Short exercise: Reproduce word for word everything from the start of the rows down to the line containing "[(626, 2), (563, 1), (477, 80), (471, 265), (626, 332)]", including both ends.

>> START Provided data

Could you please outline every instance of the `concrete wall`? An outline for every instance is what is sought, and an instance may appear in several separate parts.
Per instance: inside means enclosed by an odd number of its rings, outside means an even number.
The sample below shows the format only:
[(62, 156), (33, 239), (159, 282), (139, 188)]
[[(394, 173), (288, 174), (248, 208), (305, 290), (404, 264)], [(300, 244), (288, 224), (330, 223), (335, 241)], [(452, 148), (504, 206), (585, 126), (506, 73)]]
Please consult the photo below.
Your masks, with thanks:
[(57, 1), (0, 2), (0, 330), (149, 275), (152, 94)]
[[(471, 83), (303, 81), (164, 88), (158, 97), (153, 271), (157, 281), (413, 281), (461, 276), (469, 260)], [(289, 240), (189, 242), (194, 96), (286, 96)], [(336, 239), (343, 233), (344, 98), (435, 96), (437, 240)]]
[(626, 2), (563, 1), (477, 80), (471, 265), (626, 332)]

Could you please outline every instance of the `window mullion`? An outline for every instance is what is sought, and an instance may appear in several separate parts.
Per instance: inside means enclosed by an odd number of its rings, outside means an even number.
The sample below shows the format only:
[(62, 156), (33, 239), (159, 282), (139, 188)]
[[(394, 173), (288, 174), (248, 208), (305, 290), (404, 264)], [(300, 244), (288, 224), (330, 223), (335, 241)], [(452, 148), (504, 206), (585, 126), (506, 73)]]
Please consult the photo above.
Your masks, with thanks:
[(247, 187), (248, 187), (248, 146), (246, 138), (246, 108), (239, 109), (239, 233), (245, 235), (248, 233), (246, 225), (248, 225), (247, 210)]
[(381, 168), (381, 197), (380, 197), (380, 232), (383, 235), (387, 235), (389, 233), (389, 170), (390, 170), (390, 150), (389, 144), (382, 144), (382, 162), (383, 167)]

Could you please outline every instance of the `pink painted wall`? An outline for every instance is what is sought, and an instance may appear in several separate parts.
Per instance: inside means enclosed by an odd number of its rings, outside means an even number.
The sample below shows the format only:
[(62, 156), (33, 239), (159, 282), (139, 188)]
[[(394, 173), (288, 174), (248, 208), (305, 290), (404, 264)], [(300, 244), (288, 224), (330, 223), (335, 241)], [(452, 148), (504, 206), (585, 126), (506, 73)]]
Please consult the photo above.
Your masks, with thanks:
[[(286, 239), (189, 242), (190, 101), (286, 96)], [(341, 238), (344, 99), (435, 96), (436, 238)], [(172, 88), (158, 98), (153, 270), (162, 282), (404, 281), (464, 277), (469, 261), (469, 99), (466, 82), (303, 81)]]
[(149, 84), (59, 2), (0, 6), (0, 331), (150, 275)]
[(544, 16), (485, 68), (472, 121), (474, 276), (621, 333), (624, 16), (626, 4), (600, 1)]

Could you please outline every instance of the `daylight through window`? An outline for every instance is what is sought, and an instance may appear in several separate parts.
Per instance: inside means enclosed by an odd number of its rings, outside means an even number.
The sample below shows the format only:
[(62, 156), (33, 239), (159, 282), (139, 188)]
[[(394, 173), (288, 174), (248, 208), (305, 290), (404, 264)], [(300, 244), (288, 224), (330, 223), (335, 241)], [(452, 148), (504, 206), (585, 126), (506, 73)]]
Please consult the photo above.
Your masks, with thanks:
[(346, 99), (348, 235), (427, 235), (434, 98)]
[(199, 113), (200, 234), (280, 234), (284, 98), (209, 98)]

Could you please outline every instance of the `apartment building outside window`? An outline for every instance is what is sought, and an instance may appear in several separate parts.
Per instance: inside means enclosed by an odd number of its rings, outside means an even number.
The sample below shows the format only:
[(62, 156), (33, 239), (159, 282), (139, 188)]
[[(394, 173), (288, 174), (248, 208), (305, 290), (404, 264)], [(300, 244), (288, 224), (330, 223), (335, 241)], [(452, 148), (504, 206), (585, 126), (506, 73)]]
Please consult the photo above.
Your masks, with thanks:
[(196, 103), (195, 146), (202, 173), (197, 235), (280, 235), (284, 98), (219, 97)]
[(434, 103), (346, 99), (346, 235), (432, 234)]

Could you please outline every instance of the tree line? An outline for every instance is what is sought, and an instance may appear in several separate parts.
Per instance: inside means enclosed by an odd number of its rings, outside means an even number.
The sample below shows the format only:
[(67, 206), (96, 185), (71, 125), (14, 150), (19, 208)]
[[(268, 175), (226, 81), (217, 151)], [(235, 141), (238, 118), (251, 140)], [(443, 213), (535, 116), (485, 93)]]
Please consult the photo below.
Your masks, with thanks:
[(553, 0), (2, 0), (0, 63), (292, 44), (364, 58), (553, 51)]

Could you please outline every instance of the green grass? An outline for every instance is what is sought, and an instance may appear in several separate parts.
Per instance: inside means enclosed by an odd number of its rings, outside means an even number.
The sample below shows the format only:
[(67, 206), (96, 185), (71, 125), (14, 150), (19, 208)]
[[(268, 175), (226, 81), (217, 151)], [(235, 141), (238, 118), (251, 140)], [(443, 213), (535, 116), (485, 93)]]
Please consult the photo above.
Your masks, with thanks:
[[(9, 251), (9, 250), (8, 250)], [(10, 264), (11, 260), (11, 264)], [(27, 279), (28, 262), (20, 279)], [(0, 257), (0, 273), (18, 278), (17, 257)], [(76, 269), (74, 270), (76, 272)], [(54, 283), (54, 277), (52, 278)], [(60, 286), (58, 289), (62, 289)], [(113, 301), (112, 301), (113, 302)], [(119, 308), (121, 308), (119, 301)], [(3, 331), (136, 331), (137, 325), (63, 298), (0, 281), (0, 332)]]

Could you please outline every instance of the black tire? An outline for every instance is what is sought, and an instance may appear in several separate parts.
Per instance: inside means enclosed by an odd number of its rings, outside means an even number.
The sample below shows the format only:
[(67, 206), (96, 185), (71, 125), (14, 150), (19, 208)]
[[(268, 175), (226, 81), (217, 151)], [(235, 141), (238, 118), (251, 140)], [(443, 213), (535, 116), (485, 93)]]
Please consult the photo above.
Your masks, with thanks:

>> END Provided data

Output:
Could you please outline every instance of the `concrete wall`? An outline for every instance is what is sought, and an instance may appear in several separate parts.
Per instance: inside means enclosed by an odd number of its rings, outside means an even number.
The sample below shows the format only:
[(62, 156), (33, 239), (159, 282), (139, 188)]
[[(394, 173), (288, 174), (248, 208), (305, 290), (404, 264)], [(300, 244), (288, 224), (330, 223), (335, 241)], [(452, 148), (504, 206), (585, 126), (506, 73)]]
Please consult the photo below.
Your masks, with thanks:
[(57, 1), (0, 2), (0, 330), (149, 275), (152, 94)]
[[(471, 83), (303, 81), (164, 88), (158, 97), (153, 271), (157, 281), (413, 281), (461, 276), (469, 260)], [(289, 240), (189, 242), (194, 96), (286, 96)], [(336, 239), (343, 233), (344, 98), (435, 96), (437, 240)]]
[(626, 2), (563, 1), (477, 80), (471, 265), (626, 332)]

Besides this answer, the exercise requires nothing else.